### What this task involves
Repeat exactly the lines from the line containing "point: the blue" through the last line of the records below, inclusive, and nothing else.

....

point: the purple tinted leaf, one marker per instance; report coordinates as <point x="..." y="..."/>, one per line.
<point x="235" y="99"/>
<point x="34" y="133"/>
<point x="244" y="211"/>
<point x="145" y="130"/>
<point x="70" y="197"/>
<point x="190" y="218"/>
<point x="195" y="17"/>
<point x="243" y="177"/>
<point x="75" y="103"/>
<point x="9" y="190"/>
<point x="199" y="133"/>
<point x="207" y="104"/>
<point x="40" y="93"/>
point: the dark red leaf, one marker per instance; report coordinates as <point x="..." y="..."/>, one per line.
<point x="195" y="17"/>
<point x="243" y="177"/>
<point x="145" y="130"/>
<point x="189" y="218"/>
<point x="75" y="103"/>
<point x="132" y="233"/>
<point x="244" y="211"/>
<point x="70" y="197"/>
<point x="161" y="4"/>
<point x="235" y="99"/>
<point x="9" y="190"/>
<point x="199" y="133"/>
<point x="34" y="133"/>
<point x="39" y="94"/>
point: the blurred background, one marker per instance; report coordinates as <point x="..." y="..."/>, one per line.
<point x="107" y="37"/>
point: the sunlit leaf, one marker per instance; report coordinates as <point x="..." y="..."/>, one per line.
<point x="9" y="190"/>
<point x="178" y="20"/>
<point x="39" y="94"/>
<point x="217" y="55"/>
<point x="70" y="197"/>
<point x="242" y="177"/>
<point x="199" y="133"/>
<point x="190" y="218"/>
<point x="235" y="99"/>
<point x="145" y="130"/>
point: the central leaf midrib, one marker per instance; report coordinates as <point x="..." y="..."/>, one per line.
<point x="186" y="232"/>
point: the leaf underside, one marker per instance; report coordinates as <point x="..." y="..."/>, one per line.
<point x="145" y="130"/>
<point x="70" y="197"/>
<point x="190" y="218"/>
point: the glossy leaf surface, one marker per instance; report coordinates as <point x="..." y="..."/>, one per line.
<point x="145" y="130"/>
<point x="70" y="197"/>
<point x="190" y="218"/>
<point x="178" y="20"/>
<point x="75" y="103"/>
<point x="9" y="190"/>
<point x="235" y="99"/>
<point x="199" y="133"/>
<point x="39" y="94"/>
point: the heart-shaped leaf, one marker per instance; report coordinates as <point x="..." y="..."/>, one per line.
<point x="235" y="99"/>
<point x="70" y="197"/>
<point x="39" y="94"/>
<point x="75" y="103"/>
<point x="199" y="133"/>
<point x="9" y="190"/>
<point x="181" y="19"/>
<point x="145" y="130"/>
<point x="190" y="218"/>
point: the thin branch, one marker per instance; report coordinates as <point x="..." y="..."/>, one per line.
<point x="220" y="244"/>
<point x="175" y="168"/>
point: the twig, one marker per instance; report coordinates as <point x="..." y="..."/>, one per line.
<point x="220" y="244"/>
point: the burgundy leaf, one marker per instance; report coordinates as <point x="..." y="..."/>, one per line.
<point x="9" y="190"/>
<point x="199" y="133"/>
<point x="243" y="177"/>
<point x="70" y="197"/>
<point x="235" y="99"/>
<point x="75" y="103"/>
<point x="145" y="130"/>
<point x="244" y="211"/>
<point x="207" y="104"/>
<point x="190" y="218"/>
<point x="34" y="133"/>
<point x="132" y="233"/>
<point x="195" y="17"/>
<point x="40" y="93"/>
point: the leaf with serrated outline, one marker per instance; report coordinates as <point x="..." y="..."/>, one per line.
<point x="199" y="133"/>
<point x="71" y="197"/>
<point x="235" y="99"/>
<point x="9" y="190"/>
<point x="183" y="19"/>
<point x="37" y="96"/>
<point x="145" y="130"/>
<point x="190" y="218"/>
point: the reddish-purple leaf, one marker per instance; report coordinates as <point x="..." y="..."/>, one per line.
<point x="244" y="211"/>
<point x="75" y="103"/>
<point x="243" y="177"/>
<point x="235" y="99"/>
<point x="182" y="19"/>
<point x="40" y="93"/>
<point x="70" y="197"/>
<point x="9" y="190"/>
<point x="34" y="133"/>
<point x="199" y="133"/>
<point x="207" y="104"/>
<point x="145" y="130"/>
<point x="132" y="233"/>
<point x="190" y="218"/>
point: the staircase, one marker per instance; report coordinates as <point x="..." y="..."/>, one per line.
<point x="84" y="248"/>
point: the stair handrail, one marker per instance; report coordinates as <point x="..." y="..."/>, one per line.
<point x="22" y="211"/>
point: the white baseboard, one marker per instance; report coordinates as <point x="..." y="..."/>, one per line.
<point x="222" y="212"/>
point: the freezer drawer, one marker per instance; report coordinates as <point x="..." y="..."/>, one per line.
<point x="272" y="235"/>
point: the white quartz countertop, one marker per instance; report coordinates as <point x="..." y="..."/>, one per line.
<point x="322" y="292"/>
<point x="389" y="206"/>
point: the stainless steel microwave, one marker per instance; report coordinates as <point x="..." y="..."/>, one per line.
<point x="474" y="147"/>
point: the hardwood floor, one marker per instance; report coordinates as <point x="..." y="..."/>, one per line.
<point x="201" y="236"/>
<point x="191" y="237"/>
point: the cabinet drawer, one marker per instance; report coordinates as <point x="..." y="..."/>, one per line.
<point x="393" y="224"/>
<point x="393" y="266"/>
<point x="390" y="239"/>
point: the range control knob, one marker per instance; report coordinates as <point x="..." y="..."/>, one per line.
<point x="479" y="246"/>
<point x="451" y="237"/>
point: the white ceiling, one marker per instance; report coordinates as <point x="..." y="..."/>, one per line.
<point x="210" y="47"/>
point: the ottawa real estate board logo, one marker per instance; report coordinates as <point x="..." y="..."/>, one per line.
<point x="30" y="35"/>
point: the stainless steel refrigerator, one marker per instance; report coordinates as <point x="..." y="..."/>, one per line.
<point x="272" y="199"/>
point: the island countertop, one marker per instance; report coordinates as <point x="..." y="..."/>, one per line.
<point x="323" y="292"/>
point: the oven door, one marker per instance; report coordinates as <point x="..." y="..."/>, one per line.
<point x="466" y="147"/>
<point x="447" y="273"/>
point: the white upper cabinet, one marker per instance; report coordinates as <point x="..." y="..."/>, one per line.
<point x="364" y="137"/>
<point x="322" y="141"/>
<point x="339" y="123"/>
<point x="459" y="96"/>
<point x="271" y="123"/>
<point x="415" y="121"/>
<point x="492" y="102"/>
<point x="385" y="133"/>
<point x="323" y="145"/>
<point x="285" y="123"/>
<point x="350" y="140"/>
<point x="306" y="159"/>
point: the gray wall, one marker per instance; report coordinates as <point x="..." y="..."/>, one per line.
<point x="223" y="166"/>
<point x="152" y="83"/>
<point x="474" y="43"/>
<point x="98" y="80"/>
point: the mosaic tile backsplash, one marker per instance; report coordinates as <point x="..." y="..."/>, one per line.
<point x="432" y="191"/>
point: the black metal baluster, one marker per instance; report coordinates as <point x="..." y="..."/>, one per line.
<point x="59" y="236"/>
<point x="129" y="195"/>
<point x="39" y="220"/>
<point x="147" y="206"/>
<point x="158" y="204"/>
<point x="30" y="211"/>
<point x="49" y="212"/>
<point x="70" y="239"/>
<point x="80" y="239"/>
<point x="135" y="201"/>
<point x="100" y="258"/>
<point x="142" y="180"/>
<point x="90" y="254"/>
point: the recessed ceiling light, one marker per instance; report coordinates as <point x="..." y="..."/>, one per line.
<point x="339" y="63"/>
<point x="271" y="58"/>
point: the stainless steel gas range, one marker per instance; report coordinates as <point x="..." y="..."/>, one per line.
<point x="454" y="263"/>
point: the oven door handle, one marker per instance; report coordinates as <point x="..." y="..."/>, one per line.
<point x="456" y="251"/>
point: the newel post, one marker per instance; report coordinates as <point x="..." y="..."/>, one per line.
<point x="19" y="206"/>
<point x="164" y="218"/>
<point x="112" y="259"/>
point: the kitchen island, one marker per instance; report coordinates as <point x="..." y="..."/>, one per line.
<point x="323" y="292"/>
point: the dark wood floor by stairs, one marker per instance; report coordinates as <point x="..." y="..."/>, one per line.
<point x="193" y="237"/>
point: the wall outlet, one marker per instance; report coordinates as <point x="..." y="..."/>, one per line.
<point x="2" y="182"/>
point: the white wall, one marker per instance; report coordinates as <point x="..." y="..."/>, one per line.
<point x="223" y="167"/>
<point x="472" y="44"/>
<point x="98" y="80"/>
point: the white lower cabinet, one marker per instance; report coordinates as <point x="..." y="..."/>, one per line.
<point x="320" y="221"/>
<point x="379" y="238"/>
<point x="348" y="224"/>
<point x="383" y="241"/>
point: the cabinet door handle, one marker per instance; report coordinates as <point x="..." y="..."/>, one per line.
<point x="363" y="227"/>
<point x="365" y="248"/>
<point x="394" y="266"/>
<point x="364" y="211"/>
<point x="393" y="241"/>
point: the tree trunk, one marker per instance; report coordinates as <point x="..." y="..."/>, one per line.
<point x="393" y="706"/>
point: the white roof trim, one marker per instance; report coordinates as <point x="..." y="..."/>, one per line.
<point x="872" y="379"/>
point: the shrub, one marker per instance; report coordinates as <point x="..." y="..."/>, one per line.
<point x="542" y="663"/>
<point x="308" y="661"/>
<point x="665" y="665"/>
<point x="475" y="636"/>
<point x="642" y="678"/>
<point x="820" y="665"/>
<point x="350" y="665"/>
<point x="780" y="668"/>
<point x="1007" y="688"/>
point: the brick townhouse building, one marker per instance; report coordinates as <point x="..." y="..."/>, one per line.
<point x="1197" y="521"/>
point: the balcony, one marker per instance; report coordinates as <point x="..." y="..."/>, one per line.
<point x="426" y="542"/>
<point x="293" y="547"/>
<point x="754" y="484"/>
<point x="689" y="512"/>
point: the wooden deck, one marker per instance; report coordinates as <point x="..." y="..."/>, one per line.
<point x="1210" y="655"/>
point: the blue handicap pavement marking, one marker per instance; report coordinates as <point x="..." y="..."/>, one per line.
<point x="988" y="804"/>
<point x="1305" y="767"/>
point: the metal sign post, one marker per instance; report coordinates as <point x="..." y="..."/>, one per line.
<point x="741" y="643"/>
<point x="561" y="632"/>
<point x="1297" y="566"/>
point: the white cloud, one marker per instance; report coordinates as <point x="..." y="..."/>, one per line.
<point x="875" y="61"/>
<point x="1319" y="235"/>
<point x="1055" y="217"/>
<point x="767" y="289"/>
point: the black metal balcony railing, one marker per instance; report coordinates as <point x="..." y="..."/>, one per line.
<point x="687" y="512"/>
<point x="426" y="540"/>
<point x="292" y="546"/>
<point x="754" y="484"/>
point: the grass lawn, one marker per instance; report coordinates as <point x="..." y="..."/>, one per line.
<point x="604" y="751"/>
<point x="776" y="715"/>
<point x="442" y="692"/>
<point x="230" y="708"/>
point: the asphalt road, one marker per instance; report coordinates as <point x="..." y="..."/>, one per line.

....

### Task answer
point: the blue handicap pavement marking, one marker per instance; report coordinates as <point x="..." y="..."/>, one per line.
<point x="988" y="804"/>
<point x="1305" y="767"/>
point: the metal sign post, one marker per instance; report coordinates as <point x="..." y="..."/>, one per line.
<point x="741" y="643"/>
<point x="561" y="632"/>
<point x="1297" y="566"/>
point: the white cloud, one marker per instance; report coordinates as <point x="..." y="..."/>, one per line.
<point x="875" y="61"/>
<point x="1319" y="235"/>
<point x="1055" y="217"/>
<point x="767" y="289"/>
point: the black metal balcony railing, one marker per instance; report coordinates as <point x="..." y="..."/>, one per line.
<point x="687" y="512"/>
<point x="426" y="540"/>
<point x="292" y="546"/>
<point x="754" y="484"/>
point: the grass lawn, one marker per instance; report coordinates as <point x="..." y="..."/>, one per line.
<point x="604" y="751"/>
<point x="776" y="715"/>
<point x="442" y="692"/>
<point x="230" y="708"/>
point: the asphalt road, one marker per instance; report coordinates as <point x="..." y="..."/>, one per line.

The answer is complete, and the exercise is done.